WORK TASK | When you have gone through the records, report how many lines include "tree", giving the number and nothing more.

(Stored data entries)

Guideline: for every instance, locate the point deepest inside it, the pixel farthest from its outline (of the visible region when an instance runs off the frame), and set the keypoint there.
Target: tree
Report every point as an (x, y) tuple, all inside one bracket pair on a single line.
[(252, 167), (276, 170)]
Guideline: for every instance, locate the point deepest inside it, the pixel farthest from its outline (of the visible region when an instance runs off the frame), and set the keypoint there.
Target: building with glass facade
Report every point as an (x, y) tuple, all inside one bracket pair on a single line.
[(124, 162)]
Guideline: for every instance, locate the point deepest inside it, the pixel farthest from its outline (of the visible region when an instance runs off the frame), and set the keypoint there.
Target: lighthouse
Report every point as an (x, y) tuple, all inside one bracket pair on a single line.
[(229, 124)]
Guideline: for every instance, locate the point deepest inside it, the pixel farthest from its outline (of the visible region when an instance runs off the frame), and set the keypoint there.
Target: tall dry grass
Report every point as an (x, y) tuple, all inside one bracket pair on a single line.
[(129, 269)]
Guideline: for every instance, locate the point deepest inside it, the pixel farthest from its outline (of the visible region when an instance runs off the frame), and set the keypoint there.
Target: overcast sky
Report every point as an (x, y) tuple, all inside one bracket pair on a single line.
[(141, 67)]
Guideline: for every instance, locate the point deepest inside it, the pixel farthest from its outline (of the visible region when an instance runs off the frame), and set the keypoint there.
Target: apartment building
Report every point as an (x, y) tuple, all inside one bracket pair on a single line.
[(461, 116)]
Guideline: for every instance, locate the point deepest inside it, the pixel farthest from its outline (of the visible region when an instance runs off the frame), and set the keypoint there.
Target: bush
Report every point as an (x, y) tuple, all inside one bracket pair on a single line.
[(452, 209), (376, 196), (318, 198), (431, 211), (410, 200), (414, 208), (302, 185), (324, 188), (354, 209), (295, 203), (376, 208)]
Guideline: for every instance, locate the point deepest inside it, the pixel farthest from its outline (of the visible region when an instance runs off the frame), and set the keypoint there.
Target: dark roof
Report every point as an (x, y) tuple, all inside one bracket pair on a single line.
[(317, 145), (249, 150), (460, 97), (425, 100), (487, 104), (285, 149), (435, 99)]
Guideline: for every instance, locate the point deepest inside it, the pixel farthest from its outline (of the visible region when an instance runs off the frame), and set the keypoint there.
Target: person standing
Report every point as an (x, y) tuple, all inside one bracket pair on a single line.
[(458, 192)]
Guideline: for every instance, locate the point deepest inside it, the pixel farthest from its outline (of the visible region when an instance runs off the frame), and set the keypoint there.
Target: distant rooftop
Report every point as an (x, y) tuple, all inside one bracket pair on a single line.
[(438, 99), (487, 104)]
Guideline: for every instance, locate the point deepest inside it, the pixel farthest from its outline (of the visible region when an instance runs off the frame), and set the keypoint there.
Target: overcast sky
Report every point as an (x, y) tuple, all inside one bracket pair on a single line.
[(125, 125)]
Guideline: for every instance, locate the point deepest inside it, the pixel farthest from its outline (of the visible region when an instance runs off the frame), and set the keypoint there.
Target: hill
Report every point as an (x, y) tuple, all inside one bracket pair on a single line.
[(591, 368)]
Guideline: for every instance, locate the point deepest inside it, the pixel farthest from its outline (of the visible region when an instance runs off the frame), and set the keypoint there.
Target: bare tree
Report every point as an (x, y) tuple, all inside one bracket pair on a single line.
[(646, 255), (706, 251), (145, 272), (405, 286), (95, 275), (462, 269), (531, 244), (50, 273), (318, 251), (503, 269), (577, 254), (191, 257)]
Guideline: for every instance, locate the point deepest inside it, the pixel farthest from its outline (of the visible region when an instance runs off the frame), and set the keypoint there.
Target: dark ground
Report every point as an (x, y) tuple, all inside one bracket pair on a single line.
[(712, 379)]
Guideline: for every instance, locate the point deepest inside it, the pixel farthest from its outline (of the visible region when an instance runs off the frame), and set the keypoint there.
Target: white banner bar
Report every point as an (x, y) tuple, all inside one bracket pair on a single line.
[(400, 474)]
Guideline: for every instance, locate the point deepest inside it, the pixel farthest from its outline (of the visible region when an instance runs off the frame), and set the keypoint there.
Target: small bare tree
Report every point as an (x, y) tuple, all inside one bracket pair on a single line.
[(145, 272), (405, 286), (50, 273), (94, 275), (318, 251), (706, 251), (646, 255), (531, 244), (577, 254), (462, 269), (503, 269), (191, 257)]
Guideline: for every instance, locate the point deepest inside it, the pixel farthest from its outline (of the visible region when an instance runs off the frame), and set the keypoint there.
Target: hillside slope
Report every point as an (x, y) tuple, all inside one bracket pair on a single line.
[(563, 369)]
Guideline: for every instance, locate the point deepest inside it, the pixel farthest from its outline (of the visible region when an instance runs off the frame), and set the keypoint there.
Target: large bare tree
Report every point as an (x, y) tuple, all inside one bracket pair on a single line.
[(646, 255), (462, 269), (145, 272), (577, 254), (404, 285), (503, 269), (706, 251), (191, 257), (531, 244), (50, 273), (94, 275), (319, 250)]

SOLUTION TO THIS EXERCISE | 4